Annotated photo localization data:

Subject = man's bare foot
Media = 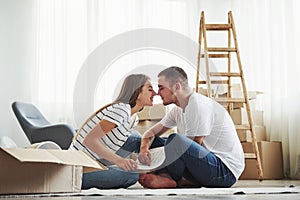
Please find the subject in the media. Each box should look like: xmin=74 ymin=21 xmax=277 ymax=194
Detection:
xmin=177 ymin=177 xmax=197 ymax=188
xmin=138 ymin=173 xmax=177 ymax=189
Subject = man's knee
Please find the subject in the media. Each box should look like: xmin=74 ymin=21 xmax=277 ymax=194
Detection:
xmin=166 ymin=133 xmax=185 ymax=145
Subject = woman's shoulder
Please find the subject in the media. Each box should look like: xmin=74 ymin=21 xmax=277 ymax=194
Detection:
xmin=106 ymin=102 xmax=131 ymax=116
xmin=110 ymin=102 xmax=130 ymax=110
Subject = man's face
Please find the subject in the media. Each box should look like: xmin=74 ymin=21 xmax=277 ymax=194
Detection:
xmin=157 ymin=76 xmax=177 ymax=105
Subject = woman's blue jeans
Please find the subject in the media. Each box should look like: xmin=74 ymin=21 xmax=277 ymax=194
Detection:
xmin=164 ymin=133 xmax=236 ymax=188
xmin=82 ymin=131 xmax=141 ymax=189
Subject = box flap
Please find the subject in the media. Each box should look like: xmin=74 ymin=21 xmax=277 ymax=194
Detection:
xmin=1 ymin=148 xmax=104 ymax=170
xmin=49 ymin=150 xmax=106 ymax=170
xmin=2 ymin=148 xmax=62 ymax=163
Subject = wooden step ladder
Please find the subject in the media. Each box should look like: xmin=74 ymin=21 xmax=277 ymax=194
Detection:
xmin=195 ymin=11 xmax=263 ymax=180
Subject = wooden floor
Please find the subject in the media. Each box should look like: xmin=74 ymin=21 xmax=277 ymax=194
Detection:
xmin=2 ymin=180 xmax=300 ymax=199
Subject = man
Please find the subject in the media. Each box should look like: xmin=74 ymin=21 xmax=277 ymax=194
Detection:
xmin=138 ymin=66 xmax=245 ymax=188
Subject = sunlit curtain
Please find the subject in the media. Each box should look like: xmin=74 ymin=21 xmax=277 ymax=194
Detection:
xmin=34 ymin=0 xmax=300 ymax=179
xmin=34 ymin=0 xmax=88 ymax=126
xmin=232 ymin=0 xmax=300 ymax=179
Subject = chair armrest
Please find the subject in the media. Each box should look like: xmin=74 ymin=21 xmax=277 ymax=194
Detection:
xmin=30 ymin=124 xmax=75 ymax=149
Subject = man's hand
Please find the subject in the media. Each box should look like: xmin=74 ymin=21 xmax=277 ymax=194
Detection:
xmin=138 ymin=149 xmax=151 ymax=166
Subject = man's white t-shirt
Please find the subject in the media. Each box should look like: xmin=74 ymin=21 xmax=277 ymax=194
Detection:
xmin=160 ymin=92 xmax=245 ymax=179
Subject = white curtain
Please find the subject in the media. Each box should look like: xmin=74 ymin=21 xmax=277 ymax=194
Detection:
xmin=34 ymin=0 xmax=300 ymax=179
xmin=34 ymin=0 xmax=88 ymax=126
xmin=231 ymin=0 xmax=300 ymax=179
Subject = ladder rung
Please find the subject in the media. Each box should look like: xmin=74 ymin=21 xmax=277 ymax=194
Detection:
xmin=235 ymin=125 xmax=250 ymax=130
xmin=213 ymin=98 xmax=246 ymax=103
xmin=200 ymin=54 xmax=229 ymax=58
xmin=207 ymin=47 xmax=237 ymax=52
xmin=210 ymin=72 xmax=241 ymax=77
xmin=205 ymin=24 xmax=232 ymax=30
xmin=244 ymin=153 xmax=257 ymax=159
xmin=198 ymin=80 xmax=229 ymax=84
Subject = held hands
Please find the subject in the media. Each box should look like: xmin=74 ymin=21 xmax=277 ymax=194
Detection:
xmin=138 ymin=149 xmax=151 ymax=166
xmin=116 ymin=158 xmax=138 ymax=171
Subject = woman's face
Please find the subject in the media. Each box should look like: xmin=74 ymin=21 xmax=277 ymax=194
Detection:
xmin=137 ymin=80 xmax=157 ymax=106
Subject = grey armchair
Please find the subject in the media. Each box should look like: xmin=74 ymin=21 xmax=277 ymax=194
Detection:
xmin=11 ymin=101 xmax=75 ymax=149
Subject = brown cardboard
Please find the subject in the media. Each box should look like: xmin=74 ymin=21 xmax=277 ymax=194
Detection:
xmin=231 ymin=108 xmax=264 ymax=126
xmin=137 ymin=104 xmax=166 ymax=120
xmin=134 ymin=120 xmax=175 ymax=137
xmin=198 ymin=88 xmax=208 ymax=96
xmin=217 ymin=83 xmax=263 ymax=100
xmin=239 ymin=141 xmax=284 ymax=180
xmin=135 ymin=120 xmax=159 ymax=134
xmin=237 ymin=126 xmax=266 ymax=142
xmin=231 ymin=90 xmax=263 ymax=100
xmin=246 ymin=126 xmax=266 ymax=142
xmin=0 ymin=148 xmax=106 ymax=194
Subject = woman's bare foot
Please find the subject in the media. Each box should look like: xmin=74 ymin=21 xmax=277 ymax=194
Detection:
xmin=138 ymin=173 xmax=177 ymax=189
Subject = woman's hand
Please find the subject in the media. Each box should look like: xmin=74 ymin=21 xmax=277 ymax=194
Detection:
xmin=116 ymin=158 xmax=138 ymax=171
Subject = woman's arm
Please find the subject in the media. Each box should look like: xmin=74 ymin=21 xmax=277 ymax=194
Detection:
xmin=83 ymin=120 xmax=137 ymax=171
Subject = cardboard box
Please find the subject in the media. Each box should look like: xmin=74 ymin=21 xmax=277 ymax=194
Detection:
xmin=198 ymin=88 xmax=208 ymax=96
xmin=232 ymin=102 xmax=244 ymax=109
xmin=217 ymin=83 xmax=263 ymax=100
xmin=231 ymin=90 xmax=263 ymax=100
xmin=134 ymin=120 xmax=175 ymax=137
xmin=231 ymin=107 xmax=264 ymax=126
xmin=137 ymin=104 xmax=166 ymax=120
xmin=0 ymin=148 xmax=105 ymax=194
xmin=239 ymin=141 xmax=284 ymax=180
xmin=237 ymin=126 xmax=266 ymax=142
xmin=135 ymin=120 xmax=159 ymax=134
xmin=217 ymin=83 xmax=241 ymax=95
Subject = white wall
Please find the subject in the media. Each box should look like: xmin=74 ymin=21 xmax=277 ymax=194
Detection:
xmin=0 ymin=0 xmax=35 ymax=147
xmin=0 ymin=0 xmax=234 ymax=147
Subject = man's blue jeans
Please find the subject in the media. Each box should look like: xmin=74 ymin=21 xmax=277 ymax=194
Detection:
xmin=82 ymin=131 xmax=141 ymax=189
xmin=164 ymin=133 xmax=236 ymax=188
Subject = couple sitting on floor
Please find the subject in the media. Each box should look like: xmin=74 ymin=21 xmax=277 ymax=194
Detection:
xmin=69 ymin=66 xmax=245 ymax=189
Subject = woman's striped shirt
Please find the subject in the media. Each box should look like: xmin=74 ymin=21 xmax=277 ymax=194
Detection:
xmin=69 ymin=103 xmax=139 ymax=160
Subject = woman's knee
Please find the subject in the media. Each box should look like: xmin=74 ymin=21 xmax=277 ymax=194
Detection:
xmin=82 ymin=168 xmax=139 ymax=189
xmin=121 ymin=173 xmax=139 ymax=188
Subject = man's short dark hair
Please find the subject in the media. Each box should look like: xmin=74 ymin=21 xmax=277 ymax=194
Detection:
xmin=158 ymin=66 xmax=188 ymax=88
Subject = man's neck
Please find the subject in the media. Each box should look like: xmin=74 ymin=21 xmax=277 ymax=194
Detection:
xmin=175 ymin=88 xmax=193 ymax=110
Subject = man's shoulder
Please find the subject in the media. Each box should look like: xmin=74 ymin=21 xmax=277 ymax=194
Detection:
xmin=189 ymin=92 xmax=214 ymax=105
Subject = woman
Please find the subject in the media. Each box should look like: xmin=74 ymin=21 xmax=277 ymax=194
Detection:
xmin=69 ymin=74 xmax=157 ymax=189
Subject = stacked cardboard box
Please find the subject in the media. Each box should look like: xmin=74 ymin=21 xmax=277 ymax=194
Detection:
xmin=231 ymin=107 xmax=266 ymax=142
xmin=135 ymin=104 xmax=175 ymax=137
xmin=239 ymin=141 xmax=284 ymax=179
xmin=219 ymin=84 xmax=284 ymax=180
xmin=216 ymin=83 xmax=266 ymax=142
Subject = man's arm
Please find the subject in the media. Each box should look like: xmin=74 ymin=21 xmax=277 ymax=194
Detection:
xmin=192 ymin=136 xmax=205 ymax=145
xmin=138 ymin=122 xmax=170 ymax=165
xmin=140 ymin=123 xmax=169 ymax=149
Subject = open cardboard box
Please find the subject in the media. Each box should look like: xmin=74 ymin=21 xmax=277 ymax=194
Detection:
xmin=0 ymin=148 xmax=106 ymax=194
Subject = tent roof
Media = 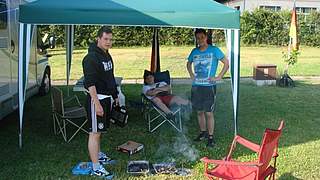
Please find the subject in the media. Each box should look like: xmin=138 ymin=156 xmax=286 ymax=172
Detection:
xmin=19 ymin=0 xmax=240 ymax=29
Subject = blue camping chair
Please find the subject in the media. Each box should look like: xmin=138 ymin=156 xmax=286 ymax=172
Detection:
xmin=141 ymin=70 xmax=182 ymax=133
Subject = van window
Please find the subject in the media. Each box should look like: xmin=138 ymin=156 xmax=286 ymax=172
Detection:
xmin=0 ymin=0 xmax=7 ymax=29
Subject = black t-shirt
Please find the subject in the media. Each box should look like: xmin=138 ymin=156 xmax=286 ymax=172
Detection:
xmin=82 ymin=43 xmax=118 ymax=99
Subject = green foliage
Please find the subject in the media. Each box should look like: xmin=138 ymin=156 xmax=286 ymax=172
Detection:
xmin=299 ymin=11 xmax=320 ymax=47
xmin=38 ymin=25 xmax=196 ymax=48
xmin=282 ymin=49 xmax=300 ymax=66
xmin=241 ymin=9 xmax=288 ymax=45
xmin=38 ymin=10 xmax=320 ymax=48
xmin=241 ymin=9 xmax=320 ymax=46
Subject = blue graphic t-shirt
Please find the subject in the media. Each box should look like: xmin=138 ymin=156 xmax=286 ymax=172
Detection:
xmin=188 ymin=45 xmax=225 ymax=86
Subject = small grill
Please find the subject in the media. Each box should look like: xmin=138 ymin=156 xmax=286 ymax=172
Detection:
xmin=153 ymin=162 xmax=177 ymax=174
xmin=127 ymin=160 xmax=149 ymax=175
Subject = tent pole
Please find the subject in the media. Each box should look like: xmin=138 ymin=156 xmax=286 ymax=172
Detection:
xmin=66 ymin=25 xmax=74 ymax=96
xmin=227 ymin=29 xmax=240 ymax=136
xmin=18 ymin=23 xmax=32 ymax=148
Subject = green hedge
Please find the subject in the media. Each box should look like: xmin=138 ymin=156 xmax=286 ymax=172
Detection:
xmin=38 ymin=9 xmax=320 ymax=48
xmin=241 ymin=9 xmax=320 ymax=47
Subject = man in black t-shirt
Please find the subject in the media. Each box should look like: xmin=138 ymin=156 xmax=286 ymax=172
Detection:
xmin=82 ymin=26 xmax=118 ymax=178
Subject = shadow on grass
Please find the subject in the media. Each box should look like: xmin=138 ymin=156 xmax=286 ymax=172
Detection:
xmin=0 ymin=80 xmax=319 ymax=179
xmin=278 ymin=172 xmax=303 ymax=180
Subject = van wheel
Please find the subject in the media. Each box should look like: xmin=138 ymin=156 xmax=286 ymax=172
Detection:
xmin=39 ymin=69 xmax=51 ymax=96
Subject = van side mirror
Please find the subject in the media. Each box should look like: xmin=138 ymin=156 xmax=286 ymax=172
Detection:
xmin=48 ymin=35 xmax=56 ymax=49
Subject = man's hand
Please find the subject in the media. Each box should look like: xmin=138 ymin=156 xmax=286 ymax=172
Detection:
xmin=95 ymin=102 xmax=104 ymax=117
xmin=210 ymin=76 xmax=222 ymax=82
xmin=88 ymin=86 xmax=104 ymax=117
xmin=190 ymin=74 xmax=195 ymax=80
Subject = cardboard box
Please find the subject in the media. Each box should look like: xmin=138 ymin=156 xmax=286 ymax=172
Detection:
xmin=253 ymin=64 xmax=277 ymax=80
xmin=117 ymin=141 xmax=144 ymax=155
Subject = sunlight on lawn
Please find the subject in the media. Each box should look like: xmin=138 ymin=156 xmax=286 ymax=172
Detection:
xmin=48 ymin=46 xmax=320 ymax=81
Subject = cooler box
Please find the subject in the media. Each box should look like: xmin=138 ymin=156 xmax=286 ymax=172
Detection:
xmin=253 ymin=64 xmax=277 ymax=80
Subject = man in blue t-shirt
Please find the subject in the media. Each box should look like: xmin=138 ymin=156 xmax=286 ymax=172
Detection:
xmin=186 ymin=28 xmax=229 ymax=147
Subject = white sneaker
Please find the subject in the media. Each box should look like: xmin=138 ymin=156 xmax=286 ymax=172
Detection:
xmin=91 ymin=165 xmax=113 ymax=179
xmin=98 ymin=152 xmax=116 ymax=165
xmin=99 ymin=152 xmax=108 ymax=159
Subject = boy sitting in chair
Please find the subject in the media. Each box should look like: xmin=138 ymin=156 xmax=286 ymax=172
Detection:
xmin=142 ymin=71 xmax=190 ymax=119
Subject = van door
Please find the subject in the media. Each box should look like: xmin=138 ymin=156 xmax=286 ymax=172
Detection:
xmin=0 ymin=0 xmax=11 ymax=118
xmin=9 ymin=0 xmax=37 ymax=96
xmin=8 ymin=0 xmax=19 ymax=107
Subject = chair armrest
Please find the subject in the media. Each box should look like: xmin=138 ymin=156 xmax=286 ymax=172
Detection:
xmin=201 ymin=157 xmax=263 ymax=167
xmin=141 ymin=93 xmax=150 ymax=103
xmin=226 ymin=135 xmax=260 ymax=161
xmin=64 ymin=95 xmax=82 ymax=106
xmin=141 ymin=93 xmax=153 ymax=109
xmin=235 ymin=135 xmax=260 ymax=153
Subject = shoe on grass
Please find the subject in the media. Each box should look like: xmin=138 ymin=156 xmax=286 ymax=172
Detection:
xmin=207 ymin=135 xmax=216 ymax=147
xmin=91 ymin=165 xmax=114 ymax=179
xmin=194 ymin=131 xmax=208 ymax=142
xmin=98 ymin=156 xmax=117 ymax=165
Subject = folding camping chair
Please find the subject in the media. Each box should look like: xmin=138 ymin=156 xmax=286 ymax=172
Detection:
xmin=201 ymin=120 xmax=284 ymax=180
xmin=141 ymin=70 xmax=182 ymax=133
xmin=51 ymin=86 xmax=88 ymax=142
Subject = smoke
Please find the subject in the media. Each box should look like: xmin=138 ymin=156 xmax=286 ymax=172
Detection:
xmin=154 ymin=98 xmax=199 ymax=163
xmin=155 ymin=133 xmax=199 ymax=163
xmin=173 ymin=134 xmax=199 ymax=162
xmin=153 ymin=89 xmax=199 ymax=163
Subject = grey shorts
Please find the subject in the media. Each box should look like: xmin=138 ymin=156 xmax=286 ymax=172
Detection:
xmin=86 ymin=95 xmax=111 ymax=132
xmin=191 ymin=86 xmax=216 ymax=112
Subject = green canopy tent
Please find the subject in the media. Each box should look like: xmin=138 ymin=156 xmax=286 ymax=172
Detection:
xmin=18 ymin=0 xmax=240 ymax=148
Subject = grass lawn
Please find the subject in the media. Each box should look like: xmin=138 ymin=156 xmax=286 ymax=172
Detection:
xmin=1 ymin=79 xmax=320 ymax=179
xmin=49 ymin=46 xmax=320 ymax=81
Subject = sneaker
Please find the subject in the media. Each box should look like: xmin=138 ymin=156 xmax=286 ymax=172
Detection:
xmin=91 ymin=165 xmax=114 ymax=179
xmin=194 ymin=131 xmax=208 ymax=142
xmin=207 ymin=135 xmax=216 ymax=147
xmin=99 ymin=156 xmax=117 ymax=165
xmin=99 ymin=151 xmax=108 ymax=159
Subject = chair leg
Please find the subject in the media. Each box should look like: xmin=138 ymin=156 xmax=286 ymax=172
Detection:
xmin=178 ymin=109 xmax=182 ymax=131
xmin=65 ymin=119 xmax=88 ymax=142
xmin=54 ymin=114 xmax=66 ymax=140
xmin=272 ymin=172 xmax=276 ymax=180
xmin=62 ymin=119 xmax=67 ymax=142
xmin=147 ymin=110 xmax=151 ymax=132
xmin=53 ymin=113 xmax=57 ymax=135
xmin=167 ymin=108 xmax=182 ymax=132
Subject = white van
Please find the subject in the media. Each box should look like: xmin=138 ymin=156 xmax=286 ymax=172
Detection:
xmin=0 ymin=0 xmax=52 ymax=120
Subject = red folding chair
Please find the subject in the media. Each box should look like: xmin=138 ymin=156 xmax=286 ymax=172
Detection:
xmin=201 ymin=121 xmax=284 ymax=180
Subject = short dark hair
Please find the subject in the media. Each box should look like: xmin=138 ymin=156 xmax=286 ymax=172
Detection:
xmin=143 ymin=70 xmax=154 ymax=84
xmin=195 ymin=28 xmax=207 ymax=36
xmin=143 ymin=70 xmax=154 ymax=79
xmin=97 ymin=26 xmax=112 ymax=38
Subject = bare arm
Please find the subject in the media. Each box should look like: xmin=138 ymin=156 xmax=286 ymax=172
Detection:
xmin=146 ymin=85 xmax=170 ymax=96
xmin=186 ymin=61 xmax=195 ymax=80
xmin=212 ymin=57 xmax=229 ymax=81
xmin=156 ymin=85 xmax=170 ymax=92
xmin=88 ymin=86 xmax=104 ymax=117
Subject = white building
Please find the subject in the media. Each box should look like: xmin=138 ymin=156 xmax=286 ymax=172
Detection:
xmin=222 ymin=0 xmax=320 ymax=14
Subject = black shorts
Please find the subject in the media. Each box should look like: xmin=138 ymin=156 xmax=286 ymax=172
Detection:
xmin=191 ymin=86 xmax=216 ymax=112
xmin=86 ymin=95 xmax=111 ymax=133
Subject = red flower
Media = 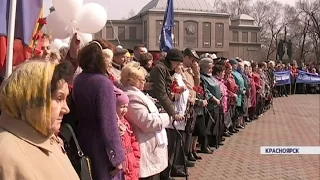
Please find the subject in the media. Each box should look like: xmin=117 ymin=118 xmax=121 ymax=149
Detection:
xmin=170 ymin=78 xmax=181 ymax=94
xmin=32 ymin=33 xmax=41 ymax=41
xmin=193 ymin=86 xmax=204 ymax=96
xmin=108 ymin=73 xmax=115 ymax=83
xmin=38 ymin=18 xmax=47 ymax=25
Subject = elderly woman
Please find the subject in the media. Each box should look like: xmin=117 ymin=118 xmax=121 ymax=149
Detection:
xmin=199 ymin=58 xmax=222 ymax=149
xmin=229 ymin=59 xmax=246 ymax=129
xmin=0 ymin=60 xmax=79 ymax=179
xmin=73 ymin=39 xmax=125 ymax=180
xmin=121 ymin=63 xmax=170 ymax=180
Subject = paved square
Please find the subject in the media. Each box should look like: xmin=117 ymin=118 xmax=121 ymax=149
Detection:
xmin=177 ymin=95 xmax=320 ymax=180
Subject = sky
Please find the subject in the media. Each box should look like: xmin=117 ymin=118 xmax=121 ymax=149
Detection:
xmin=43 ymin=0 xmax=296 ymax=20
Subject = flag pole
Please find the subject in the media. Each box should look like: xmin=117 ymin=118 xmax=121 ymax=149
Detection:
xmin=5 ymin=0 xmax=17 ymax=78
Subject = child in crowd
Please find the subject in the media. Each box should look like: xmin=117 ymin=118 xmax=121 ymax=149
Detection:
xmin=171 ymin=62 xmax=189 ymax=130
xmin=114 ymin=87 xmax=140 ymax=180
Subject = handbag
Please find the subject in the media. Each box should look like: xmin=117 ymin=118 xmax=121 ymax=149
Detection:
xmin=59 ymin=123 xmax=93 ymax=180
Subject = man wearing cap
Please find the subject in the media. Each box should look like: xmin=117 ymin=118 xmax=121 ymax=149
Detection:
xmin=148 ymin=48 xmax=185 ymax=180
xmin=181 ymin=48 xmax=211 ymax=160
xmin=110 ymin=47 xmax=129 ymax=86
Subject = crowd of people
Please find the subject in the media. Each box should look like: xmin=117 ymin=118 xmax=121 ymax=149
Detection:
xmin=274 ymin=60 xmax=320 ymax=96
xmin=0 ymin=33 xmax=318 ymax=180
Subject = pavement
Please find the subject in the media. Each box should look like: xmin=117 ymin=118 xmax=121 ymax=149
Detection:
xmin=176 ymin=94 xmax=320 ymax=180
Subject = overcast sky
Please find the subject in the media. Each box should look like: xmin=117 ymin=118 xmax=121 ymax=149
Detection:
xmin=43 ymin=0 xmax=296 ymax=20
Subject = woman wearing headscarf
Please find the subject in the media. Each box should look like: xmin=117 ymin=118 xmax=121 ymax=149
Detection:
xmin=72 ymin=39 xmax=125 ymax=180
xmin=0 ymin=60 xmax=79 ymax=180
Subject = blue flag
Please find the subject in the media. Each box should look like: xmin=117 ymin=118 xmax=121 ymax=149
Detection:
xmin=159 ymin=0 xmax=174 ymax=52
xmin=0 ymin=0 xmax=43 ymax=47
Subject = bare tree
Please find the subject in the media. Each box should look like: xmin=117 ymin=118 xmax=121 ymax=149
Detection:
xmin=296 ymin=0 xmax=320 ymax=63
xmin=128 ymin=9 xmax=136 ymax=19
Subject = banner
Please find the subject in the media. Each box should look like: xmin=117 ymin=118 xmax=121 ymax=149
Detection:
xmin=274 ymin=71 xmax=291 ymax=86
xmin=296 ymin=70 xmax=320 ymax=84
xmin=159 ymin=0 xmax=174 ymax=52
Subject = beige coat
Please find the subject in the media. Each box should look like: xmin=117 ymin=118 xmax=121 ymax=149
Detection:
xmin=0 ymin=114 xmax=79 ymax=180
xmin=123 ymin=86 xmax=170 ymax=178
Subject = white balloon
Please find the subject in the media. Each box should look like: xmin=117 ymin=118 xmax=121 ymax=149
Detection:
xmin=61 ymin=43 xmax=69 ymax=48
xmin=46 ymin=11 xmax=69 ymax=39
xmin=50 ymin=39 xmax=63 ymax=51
xmin=52 ymin=0 xmax=83 ymax=23
xmin=61 ymin=37 xmax=71 ymax=44
xmin=78 ymin=32 xmax=93 ymax=46
xmin=75 ymin=3 xmax=107 ymax=33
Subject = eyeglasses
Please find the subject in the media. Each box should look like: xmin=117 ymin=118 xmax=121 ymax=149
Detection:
xmin=139 ymin=78 xmax=146 ymax=82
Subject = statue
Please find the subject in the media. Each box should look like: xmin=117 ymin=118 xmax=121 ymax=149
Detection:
xmin=277 ymin=40 xmax=284 ymax=60
xmin=287 ymin=39 xmax=292 ymax=60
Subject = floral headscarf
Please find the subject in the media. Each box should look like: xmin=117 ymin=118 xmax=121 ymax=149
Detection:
xmin=0 ymin=60 xmax=56 ymax=136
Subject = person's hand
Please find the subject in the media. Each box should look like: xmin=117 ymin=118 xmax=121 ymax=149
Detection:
xmin=202 ymin=100 xmax=208 ymax=107
xmin=213 ymin=98 xmax=220 ymax=105
xmin=233 ymin=93 xmax=238 ymax=99
xmin=109 ymin=164 xmax=123 ymax=177
xmin=173 ymin=114 xmax=184 ymax=121
xmin=191 ymin=61 xmax=200 ymax=76
xmin=69 ymin=33 xmax=81 ymax=59
xmin=179 ymin=86 xmax=187 ymax=92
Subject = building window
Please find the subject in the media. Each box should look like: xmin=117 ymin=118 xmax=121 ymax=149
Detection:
xmin=118 ymin=26 xmax=125 ymax=40
xmin=144 ymin=21 xmax=147 ymax=44
xmin=215 ymin=23 xmax=224 ymax=47
xmin=156 ymin=20 xmax=162 ymax=45
xmin=183 ymin=21 xmax=198 ymax=47
xmin=232 ymin=31 xmax=239 ymax=42
xmin=173 ymin=21 xmax=179 ymax=46
xmin=129 ymin=27 xmax=137 ymax=40
xmin=242 ymin=32 xmax=248 ymax=42
xmin=251 ymin=32 xmax=257 ymax=43
xmin=106 ymin=27 xmax=113 ymax=39
xmin=203 ymin=22 xmax=211 ymax=47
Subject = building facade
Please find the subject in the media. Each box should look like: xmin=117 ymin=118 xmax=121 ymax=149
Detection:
xmin=95 ymin=0 xmax=262 ymax=60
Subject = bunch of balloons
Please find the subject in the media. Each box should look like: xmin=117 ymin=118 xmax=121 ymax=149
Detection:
xmin=46 ymin=0 xmax=108 ymax=50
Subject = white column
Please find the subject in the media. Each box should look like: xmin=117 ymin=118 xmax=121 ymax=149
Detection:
xmin=5 ymin=0 xmax=17 ymax=78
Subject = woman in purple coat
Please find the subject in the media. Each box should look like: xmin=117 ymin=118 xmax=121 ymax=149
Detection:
xmin=73 ymin=39 xmax=125 ymax=180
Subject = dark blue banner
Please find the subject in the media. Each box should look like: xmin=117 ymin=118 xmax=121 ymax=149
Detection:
xmin=296 ymin=70 xmax=320 ymax=84
xmin=274 ymin=71 xmax=291 ymax=86
xmin=159 ymin=0 xmax=174 ymax=52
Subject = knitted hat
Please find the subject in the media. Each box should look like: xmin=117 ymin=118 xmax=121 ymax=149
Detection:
xmin=165 ymin=48 xmax=184 ymax=62
xmin=114 ymin=87 xmax=129 ymax=106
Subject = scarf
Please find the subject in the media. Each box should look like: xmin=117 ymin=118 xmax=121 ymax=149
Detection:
xmin=0 ymin=60 xmax=56 ymax=136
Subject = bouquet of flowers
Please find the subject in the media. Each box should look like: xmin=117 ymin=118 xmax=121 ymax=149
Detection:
xmin=170 ymin=78 xmax=181 ymax=94
xmin=31 ymin=18 xmax=47 ymax=56
xmin=193 ymin=85 xmax=204 ymax=96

**Task item**.
The lines needed are those in the data above that hold the string "wooden"; copy each of them.

**Exercise answer**.
Subject = wooden step ladder
Subject = wooden floor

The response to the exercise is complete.